Referring expression pointing data
━━━━
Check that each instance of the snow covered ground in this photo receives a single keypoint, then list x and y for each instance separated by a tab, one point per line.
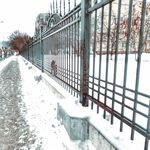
39	109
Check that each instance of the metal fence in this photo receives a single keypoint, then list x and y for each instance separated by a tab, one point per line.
96	51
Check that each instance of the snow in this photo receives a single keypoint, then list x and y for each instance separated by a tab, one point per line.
41	113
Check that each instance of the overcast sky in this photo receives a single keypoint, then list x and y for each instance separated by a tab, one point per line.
20	15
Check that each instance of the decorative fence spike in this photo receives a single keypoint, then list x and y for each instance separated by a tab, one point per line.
56	7
75	3
60	7
51	10
53	7
64	7
69	4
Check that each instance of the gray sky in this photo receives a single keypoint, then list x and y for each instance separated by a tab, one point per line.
20	15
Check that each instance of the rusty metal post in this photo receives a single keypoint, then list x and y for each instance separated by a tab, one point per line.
85	51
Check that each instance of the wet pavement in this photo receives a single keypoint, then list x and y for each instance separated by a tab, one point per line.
14	132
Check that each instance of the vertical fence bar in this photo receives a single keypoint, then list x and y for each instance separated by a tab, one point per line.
56	7
85	51
41	50
74	52
64	7
107	57
148	130
140	49
69	5
126	62
100	54
53	7
78	53
60	8
116	58
94	51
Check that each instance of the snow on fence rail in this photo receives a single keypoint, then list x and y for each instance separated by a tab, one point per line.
101	54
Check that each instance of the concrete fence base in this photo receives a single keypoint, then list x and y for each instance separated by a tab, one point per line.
79	127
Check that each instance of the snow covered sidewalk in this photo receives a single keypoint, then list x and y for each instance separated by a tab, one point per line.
28	112
14	132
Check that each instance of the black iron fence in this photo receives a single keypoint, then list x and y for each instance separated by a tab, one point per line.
98	51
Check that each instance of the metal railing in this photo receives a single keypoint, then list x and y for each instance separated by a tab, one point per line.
━━━━
Word for word, copy the line containing "Check that each instance of the vertical" and each line after it to the end of the records, and nothing besides.

Check that each instance of the vertical fence bar in this photo receives a single keypoint, then list x and y for each instance separated by a tab, one point per line.
56	7
85	51
41	50
74	52
64	7
107	57
148	130
140	49
69	5
126	62
100	54
53	7
78	53
60	8
116	58
94	51
Check that each instance of the snow on fence rail in this photo receives a single keypoint, then list x and y for each instance separated by a tab, one point per line.
101	54
Check that each instance of the concrete fence base in this photo receives a single keypoint, then list x and y for each instance separated by a tab, one point per line.
79	127
Check that each instance of the snow covered sidewalk in this photo receives a single keypoint, then list x and y for each instance separated by a tab, one point per line.
28	112
14	132
Check that each instance of the black iron fence in this photo receives a single keypoint, then list x and y for each instance separated by a tab, one point per line.
98	51
Check that each instance of the metal railing in this photo receives a single keypoint, then list x and y for each instance separated by a tab, one point per line.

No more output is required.